Job 1 ▸
According to the password policy article, since what year have the old password rules been considered obsolete?
Job 2 ▸
Transcribe the password policy article word for word, starting with "TL;DR: The old" and going on through "a legal requirement.".

Selected excerpt ▸
(begin)

TL;DR: The old password rules (change every 90 days, capital letter + number + special character) are outdated and actually make your business more vulnerable. The new NIST standard revolves around long password phrases without mandatory rotation, complemented by a password manager and multi-factor authentication. Under NIS2, an up-to-date password policy is also a legal requirement.
Your employees obediently change their passwords every three months. They neatly add a capital letter, a number and an exclamation point. And yet your accountant’s password is probably “Summer2026!” Recognizable? If so, your company is still working with password rules that have been considered obsolete since 2017. The science is clear: those rules pushed people toward predictable and therefore crackable behavior. This article tells you what a modern password policy looks like, why it frustrates your employees less and better protects your business, and how passkeys will eventually make the password obsolete.

(end)

Entries shown ▸
(begin)

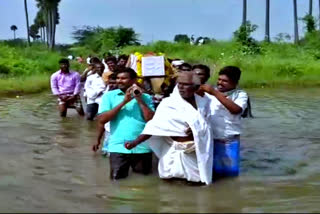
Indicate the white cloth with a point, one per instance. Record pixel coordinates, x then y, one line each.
226 124
106 67
88 60
93 87
172 117
133 62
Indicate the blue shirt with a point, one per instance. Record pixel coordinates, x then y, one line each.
128 124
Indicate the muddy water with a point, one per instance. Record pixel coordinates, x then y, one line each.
46 164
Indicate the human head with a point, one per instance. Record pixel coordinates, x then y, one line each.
112 82
111 61
228 79
94 60
122 60
126 77
64 65
184 67
188 84
98 68
202 71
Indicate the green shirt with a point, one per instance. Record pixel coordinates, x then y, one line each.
128 124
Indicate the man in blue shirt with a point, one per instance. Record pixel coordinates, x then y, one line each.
128 110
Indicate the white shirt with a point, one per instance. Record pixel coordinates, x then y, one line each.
93 87
225 124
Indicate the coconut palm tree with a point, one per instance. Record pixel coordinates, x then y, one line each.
310 7
26 12
14 28
244 12
295 15
267 35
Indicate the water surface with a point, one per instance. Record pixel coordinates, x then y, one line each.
47 163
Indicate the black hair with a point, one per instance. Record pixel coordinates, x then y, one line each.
111 58
128 70
64 61
123 56
99 63
113 76
232 72
186 65
95 60
205 68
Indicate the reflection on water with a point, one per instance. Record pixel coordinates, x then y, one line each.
47 164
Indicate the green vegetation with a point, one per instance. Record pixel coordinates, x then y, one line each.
27 69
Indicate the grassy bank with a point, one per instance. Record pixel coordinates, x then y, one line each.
278 65
27 69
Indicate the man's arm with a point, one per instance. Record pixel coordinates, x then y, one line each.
146 111
54 85
141 138
229 104
100 130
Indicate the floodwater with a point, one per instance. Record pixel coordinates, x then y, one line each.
46 163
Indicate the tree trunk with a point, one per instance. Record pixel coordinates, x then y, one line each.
244 12
296 32
310 7
26 11
319 14
267 35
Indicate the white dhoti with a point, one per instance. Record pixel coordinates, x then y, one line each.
188 160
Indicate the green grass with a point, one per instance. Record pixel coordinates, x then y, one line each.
279 65
24 84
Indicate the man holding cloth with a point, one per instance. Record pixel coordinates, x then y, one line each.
128 110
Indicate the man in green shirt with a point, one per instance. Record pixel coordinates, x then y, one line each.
128 110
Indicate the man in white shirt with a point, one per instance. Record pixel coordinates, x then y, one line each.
94 88
227 105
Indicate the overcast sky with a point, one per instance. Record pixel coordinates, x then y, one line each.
158 19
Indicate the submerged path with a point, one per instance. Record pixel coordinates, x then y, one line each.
47 166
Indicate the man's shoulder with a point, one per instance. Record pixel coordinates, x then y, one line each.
75 73
55 74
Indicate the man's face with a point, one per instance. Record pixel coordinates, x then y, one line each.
122 62
184 68
225 84
111 65
99 68
201 74
124 81
64 67
112 84
185 85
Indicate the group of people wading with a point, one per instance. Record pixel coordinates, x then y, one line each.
194 129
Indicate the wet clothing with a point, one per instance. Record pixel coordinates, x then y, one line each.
128 124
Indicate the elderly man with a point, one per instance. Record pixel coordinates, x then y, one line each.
65 84
128 110
180 134
228 103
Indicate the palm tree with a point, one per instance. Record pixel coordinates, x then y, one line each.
244 12
26 12
310 7
296 32
267 35
14 28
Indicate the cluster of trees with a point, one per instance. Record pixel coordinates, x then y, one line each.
44 27
99 39
45 22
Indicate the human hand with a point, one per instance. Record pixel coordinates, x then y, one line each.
130 145
95 147
128 95
188 131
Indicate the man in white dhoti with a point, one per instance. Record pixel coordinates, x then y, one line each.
180 134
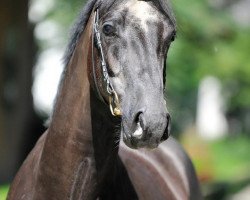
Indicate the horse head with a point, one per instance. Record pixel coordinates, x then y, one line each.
130 44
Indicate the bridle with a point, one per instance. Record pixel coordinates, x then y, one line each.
113 100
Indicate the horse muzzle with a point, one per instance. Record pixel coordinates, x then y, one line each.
146 130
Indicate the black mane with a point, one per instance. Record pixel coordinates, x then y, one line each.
78 28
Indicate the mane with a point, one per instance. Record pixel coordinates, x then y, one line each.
80 24
77 30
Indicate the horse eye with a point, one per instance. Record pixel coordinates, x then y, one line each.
108 29
173 37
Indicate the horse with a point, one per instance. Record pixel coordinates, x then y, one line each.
107 137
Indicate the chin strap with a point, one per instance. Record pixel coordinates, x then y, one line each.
114 103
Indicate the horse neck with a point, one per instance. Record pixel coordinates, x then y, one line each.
79 146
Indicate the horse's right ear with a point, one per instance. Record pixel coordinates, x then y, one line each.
97 4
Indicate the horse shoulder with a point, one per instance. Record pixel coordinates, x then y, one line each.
163 173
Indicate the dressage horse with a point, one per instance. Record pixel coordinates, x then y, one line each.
110 113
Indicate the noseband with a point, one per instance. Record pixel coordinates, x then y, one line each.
113 99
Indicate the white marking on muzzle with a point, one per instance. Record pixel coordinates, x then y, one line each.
138 131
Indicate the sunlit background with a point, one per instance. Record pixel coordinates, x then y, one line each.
208 86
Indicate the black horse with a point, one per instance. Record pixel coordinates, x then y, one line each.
114 62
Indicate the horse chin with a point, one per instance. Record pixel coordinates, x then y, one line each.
139 143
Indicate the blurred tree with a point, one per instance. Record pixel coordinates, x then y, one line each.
209 42
18 121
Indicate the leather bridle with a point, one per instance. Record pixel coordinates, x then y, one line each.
113 100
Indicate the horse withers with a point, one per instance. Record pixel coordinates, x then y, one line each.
112 87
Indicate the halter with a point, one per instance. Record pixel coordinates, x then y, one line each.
114 104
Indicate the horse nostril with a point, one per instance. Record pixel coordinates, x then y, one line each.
166 133
137 117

(end)

Written answer 1 ▸
Since 2017.

Written answer 2 ▸
TL;DR: The old password rules (change every 90 days, capital letter + number + special character) are outdated and actually make your business more vulnerable. The new NIST standard revolves around long password phrases without mandatory rotation, complemented by a password manager and multi-factor authentication. Under NIS2, an up-to-date password policy is also a legal requirement.